بِسۡمِ ٱللَّهِ ٱلرَّحۡمَٰنِ ٱلرَّحِيمِ

حَتَّىٰٓ إِذَآ أَخَذۡنَا مُتۡرَفِيهِم بِٱلۡعَذَابِ إِذَا هُمۡ يَجۡـَٔرُونَ ٦٤

Nihayet refahlı olanlarını azâba çekiverdiğimiz zaman hemen feryada başlıyacaklardır.

– Elmalılı Hamdi Yazır

En sonunda onların refahla şımaranlarını azabla yakaladığımız zaman hemen feryad ederler.

– İbni Kesir

Nihayet refah ve bolluk içinde olanlarını azapla kıskıvrak yakaladığımız zaman, bakmışsın ki feryat edip duruyorlar.

– Diyanet İşleri

Nihayet refah içinde olanlarını azâb ile yakaladığımız vakit onlar hemen feryâd ve istimdâd edeceklerdir.
● ● ●
Yazılı Problem>
Yukarıdaki meal metninde "Nihayet refahlı olanlarını" ile "feryat edip duruyorlar." arasında kalan kısmı, bu iki ifade de dahil olmak üzere, hiç değiştirmeden yazdırır mısın?

Veriler>
● ● ●
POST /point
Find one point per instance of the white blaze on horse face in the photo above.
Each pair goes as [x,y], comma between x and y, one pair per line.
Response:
● ● ●
Alıştırma Sonucu>
Nihayet refahlı olanlarını azâba çekiverdiğimiz zaman hemen feryada başlıyacaklardır.

– Elmalılı Hamdi Yazır

En sonunda onların refahla şımaranlarını azabla yakaladığımız zaman hemen feryad ederler.

– İbni Kesir

Nihayet refah ve bolluk içinde olanlarını azapla kıskıvrak yakaladığımız zaman, bakmışsın ki feryat edip duruyorlar.